SUPPLIED MATERIAL:
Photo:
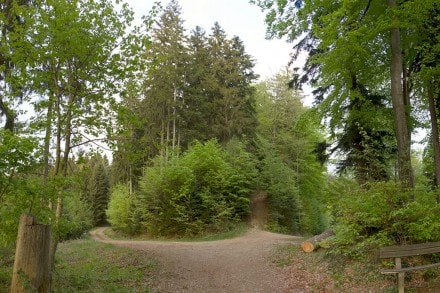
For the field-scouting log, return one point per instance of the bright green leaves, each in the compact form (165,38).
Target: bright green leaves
(199,191)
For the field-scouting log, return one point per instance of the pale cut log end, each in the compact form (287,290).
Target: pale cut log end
(307,246)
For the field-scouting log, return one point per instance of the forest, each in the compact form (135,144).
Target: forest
(162,131)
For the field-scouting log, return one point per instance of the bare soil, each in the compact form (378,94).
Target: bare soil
(242,264)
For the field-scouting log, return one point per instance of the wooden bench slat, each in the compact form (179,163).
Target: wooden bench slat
(410,250)
(410,269)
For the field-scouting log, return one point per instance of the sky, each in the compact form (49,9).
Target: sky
(237,18)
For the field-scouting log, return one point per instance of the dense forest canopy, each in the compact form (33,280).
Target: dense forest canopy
(197,139)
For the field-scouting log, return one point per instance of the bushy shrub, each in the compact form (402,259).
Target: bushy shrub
(278,180)
(380,214)
(196,192)
(119,211)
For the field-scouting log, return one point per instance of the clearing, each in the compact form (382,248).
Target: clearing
(241,264)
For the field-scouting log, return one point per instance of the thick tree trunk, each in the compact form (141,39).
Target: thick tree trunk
(313,243)
(31,266)
(435,137)
(399,109)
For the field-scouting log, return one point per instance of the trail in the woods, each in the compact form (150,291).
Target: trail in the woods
(241,264)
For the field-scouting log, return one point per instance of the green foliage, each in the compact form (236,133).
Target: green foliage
(278,180)
(119,209)
(375,214)
(77,217)
(20,192)
(90,266)
(289,134)
(199,191)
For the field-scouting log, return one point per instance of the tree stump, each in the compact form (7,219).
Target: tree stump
(31,265)
(313,243)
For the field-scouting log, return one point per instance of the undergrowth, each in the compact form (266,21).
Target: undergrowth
(236,231)
(324,272)
(89,266)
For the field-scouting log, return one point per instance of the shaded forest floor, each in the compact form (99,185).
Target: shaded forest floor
(255,262)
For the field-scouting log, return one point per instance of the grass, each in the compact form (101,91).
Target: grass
(326,273)
(89,266)
(237,231)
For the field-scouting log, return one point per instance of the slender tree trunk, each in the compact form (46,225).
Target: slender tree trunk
(399,110)
(31,271)
(435,137)
(174,118)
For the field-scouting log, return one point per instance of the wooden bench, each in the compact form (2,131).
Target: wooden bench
(399,251)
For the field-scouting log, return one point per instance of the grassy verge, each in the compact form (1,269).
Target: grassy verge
(89,266)
(320,272)
(237,231)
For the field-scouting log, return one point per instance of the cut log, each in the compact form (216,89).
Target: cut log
(313,243)
(31,266)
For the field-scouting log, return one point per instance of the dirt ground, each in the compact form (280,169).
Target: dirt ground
(241,264)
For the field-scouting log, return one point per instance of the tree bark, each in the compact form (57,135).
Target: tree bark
(313,243)
(31,271)
(399,110)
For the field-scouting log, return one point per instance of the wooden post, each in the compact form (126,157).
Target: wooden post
(31,265)
(400,276)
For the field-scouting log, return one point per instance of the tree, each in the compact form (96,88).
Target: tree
(288,139)
(96,188)
(346,39)
(164,91)
(75,71)
(16,19)
(228,87)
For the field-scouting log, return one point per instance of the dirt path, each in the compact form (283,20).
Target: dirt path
(235,265)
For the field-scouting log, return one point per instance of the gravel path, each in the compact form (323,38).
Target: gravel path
(241,264)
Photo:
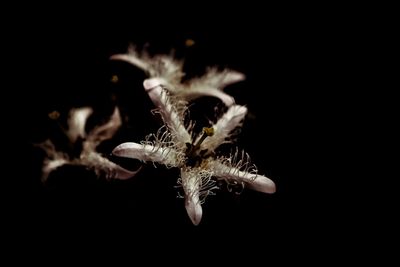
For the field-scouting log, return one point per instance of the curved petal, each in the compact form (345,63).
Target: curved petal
(163,155)
(171,117)
(223,128)
(132,59)
(253,181)
(191,186)
(193,94)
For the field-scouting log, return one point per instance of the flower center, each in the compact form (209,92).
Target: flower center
(194,156)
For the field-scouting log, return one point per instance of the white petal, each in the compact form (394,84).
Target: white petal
(194,210)
(77,122)
(161,155)
(191,186)
(171,117)
(193,94)
(102,165)
(260,183)
(224,127)
(132,59)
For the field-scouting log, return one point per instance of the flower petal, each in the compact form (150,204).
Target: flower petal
(171,117)
(77,122)
(224,127)
(102,165)
(253,181)
(193,94)
(191,186)
(133,59)
(157,154)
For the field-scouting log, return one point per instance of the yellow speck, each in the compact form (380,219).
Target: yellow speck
(54,115)
(189,42)
(114,79)
(209,131)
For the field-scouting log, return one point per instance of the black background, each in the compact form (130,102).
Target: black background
(301,68)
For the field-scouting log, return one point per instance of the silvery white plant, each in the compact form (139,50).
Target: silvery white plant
(169,72)
(176,145)
(88,157)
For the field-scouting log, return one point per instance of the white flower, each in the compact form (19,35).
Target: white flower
(88,157)
(174,146)
(169,73)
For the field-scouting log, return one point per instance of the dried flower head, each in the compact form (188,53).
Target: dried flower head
(168,72)
(178,146)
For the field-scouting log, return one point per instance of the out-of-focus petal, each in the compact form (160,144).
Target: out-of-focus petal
(50,165)
(133,59)
(77,122)
(102,165)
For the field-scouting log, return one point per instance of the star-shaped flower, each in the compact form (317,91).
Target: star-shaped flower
(88,157)
(176,146)
(169,72)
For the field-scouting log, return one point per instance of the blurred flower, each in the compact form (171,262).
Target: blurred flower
(88,157)
(169,73)
(177,146)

PROBLEM DETAILS:
Beginning at the line above that contains "compact form (266,21).", return each line exactly through the line that contains "compact form (101,91).", and no others.

RESPONSE FOR THIS EXERCISE:
For the field-scouting log, return one point per instance of the undergrowth, each in the compact form (266,21).
Target: undergrowth
(236,231)
(324,272)
(89,266)
For the field-scouting log, return one point per instance of the shaded forest floor, each in the compact form (99,185).
Target: shaded forest floor
(255,262)
For the field-scouting log, return one point per instance of the grass, each in the compact form (101,91).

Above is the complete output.